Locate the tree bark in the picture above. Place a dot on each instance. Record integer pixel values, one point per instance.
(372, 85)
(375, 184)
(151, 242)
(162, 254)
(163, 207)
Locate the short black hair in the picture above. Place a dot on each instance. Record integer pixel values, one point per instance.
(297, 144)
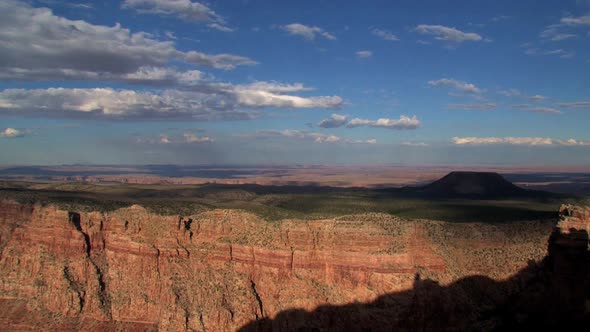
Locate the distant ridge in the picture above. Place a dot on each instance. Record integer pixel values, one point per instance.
(476, 185)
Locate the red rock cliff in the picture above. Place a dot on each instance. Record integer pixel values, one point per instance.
(222, 269)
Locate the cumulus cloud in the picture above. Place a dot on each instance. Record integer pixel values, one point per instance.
(472, 107)
(384, 34)
(306, 135)
(300, 134)
(537, 98)
(192, 138)
(307, 32)
(256, 98)
(35, 44)
(459, 85)
(187, 138)
(11, 133)
(576, 104)
(447, 34)
(335, 121)
(576, 20)
(276, 87)
(532, 141)
(510, 92)
(420, 144)
(364, 54)
(366, 141)
(186, 10)
(404, 122)
(547, 110)
(218, 102)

------

| GOAL OF THE EXERCISE |
Quote exactly what appears from the line containing "Locate the red" through the final line of the listing above, including both of those lines.

| YOUR RESPONSE |
Locate the red rock cliff in the picture above. Place a dot on each instance. Record integer pixel values, one point per instance.
(222, 269)
Locate the cumulus cloud in the picture above. Place a dot on each instance. Record integer pixel values, one point per instance.
(472, 107)
(384, 34)
(306, 135)
(300, 134)
(537, 98)
(192, 138)
(307, 32)
(256, 98)
(35, 44)
(459, 85)
(187, 138)
(11, 133)
(576, 104)
(447, 34)
(335, 121)
(576, 20)
(276, 87)
(532, 141)
(510, 92)
(420, 144)
(364, 54)
(366, 141)
(186, 10)
(404, 122)
(547, 110)
(218, 102)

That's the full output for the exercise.